- TASK TO CARRY OUT: Can you format each line of the records below as a Markdown table with the columns Row and Line, leaving out any blank lines?

+++++

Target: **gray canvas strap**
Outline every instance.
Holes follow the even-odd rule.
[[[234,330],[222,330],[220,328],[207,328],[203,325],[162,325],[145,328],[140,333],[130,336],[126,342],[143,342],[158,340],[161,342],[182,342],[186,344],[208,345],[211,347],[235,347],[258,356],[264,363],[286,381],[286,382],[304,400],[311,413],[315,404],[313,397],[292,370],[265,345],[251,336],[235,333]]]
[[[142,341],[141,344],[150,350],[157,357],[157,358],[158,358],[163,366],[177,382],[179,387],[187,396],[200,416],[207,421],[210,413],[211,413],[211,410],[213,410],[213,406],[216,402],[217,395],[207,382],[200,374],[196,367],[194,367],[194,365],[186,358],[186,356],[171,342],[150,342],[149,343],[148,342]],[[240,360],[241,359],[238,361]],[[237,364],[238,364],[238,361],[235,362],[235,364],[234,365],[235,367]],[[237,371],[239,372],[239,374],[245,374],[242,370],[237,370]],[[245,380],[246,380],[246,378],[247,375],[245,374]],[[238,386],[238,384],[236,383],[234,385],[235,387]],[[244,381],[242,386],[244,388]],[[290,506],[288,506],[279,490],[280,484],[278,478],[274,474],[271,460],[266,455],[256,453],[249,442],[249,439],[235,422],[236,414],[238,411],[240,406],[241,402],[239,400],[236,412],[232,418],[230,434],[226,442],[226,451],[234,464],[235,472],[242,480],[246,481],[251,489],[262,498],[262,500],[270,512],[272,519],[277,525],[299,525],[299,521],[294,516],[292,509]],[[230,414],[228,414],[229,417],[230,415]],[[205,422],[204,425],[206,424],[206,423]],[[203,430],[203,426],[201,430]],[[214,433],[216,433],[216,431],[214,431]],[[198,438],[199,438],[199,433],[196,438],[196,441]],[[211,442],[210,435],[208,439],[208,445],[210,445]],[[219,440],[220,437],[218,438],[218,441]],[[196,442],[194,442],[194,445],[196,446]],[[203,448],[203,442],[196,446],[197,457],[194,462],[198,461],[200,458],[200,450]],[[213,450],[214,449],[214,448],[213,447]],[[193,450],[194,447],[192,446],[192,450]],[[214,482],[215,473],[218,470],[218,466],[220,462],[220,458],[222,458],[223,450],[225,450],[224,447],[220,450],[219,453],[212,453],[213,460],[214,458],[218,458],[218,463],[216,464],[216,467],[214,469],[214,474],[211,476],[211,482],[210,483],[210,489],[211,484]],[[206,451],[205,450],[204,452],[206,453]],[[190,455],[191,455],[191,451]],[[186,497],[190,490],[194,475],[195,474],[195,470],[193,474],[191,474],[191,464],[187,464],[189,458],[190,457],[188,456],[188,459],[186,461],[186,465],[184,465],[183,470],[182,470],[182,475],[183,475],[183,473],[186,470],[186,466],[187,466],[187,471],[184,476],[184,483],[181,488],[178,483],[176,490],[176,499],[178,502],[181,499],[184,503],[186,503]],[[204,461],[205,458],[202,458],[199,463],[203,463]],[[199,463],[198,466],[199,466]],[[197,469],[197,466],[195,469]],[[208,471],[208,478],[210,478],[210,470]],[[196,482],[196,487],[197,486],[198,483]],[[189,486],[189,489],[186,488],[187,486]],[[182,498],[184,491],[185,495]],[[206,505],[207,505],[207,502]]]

+++++

- WRITTEN REPLY:
| Row | Line |
|---|---|
| 1 | Target: **gray canvas strap** |
| 2 | Outline every instance. |
| 3 | Holes follow the even-odd rule. |
| 4 | [[[234,330],[222,330],[220,328],[207,328],[203,325],[162,325],[145,328],[140,333],[130,336],[126,342],[143,342],[158,340],[161,342],[182,342],[186,344],[208,345],[211,347],[235,347],[258,356],[264,363],[286,381],[286,382],[304,400],[311,413],[315,404],[313,397],[292,370],[265,345],[251,336],[235,333]]] |
| 5 | [[[142,341],[141,344],[150,350],[157,357],[157,358],[158,358],[163,366],[177,382],[179,387],[187,396],[200,416],[207,421],[210,413],[211,413],[211,410],[213,410],[213,406],[216,402],[217,395],[207,382],[200,374],[196,367],[194,367],[194,365],[186,358],[186,356],[171,342],[150,342],[149,343],[148,342]],[[240,360],[241,359],[238,361]],[[237,364],[238,364],[238,361],[235,362],[235,364],[234,365],[235,367]],[[237,371],[239,372],[239,374],[245,374],[242,370],[237,370]],[[245,380],[246,380],[246,378],[247,375],[245,374]],[[238,386],[238,384],[236,383],[234,385],[235,387]],[[244,381],[242,386],[244,388]],[[290,506],[288,506],[279,490],[280,484],[278,478],[274,474],[271,460],[266,455],[256,453],[249,442],[249,439],[235,422],[236,414],[238,411],[240,406],[241,402],[239,400],[236,412],[232,418],[230,434],[226,442],[226,451],[234,464],[235,472],[242,480],[246,481],[251,489],[262,498],[262,500],[270,512],[272,519],[277,525],[299,525],[299,521],[294,516],[292,509]],[[230,414],[228,414],[229,417],[230,415]],[[205,422],[204,425],[206,424],[206,423]],[[203,430],[203,426],[201,430]],[[214,433],[216,433],[216,431],[214,431]],[[198,438],[199,438],[199,433],[196,438],[196,441]],[[211,442],[210,435],[208,439],[208,445],[210,445]],[[219,440],[220,437],[218,438],[218,441]],[[196,442],[194,442],[194,445],[196,446]],[[203,448],[203,442],[196,446],[197,457],[194,462],[198,461],[200,458],[200,450]],[[213,450],[214,449],[214,448],[213,447]],[[193,450],[194,447],[192,446],[192,450]],[[214,482],[215,473],[218,470],[218,466],[220,462],[220,458],[222,458],[223,450],[225,450],[224,447],[220,450],[219,453],[212,453],[213,460],[214,458],[218,458],[218,463],[216,464],[216,467],[214,469],[214,474],[211,476],[211,482],[210,483],[210,489],[211,484]],[[206,451],[205,450],[204,452],[206,453]],[[190,455],[191,455],[191,451]],[[186,497],[190,490],[194,475],[195,474],[195,470],[193,474],[191,474],[191,464],[187,464],[189,458],[190,457],[188,456],[188,459],[186,461],[186,465],[184,465],[183,470],[182,470],[182,475],[183,475],[183,473],[186,470],[186,466],[187,466],[187,471],[184,476],[184,483],[181,488],[178,483],[176,490],[176,499],[178,502],[181,499],[184,503],[186,503]],[[204,461],[205,458],[202,458],[199,463],[203,463]],[[199,463],[198,466],[199,466]],[[197,469],[197,466],[195,469]],[[208,471],[208,478],[210,478],[210,470]],[[196,482],[196,487],[197,486],[198,483]],[[189,486],[189,489],[186,488],[187,486]],[[182,498],[184,491],[185,495]],[[206,505],[207,505],[207,502]]] |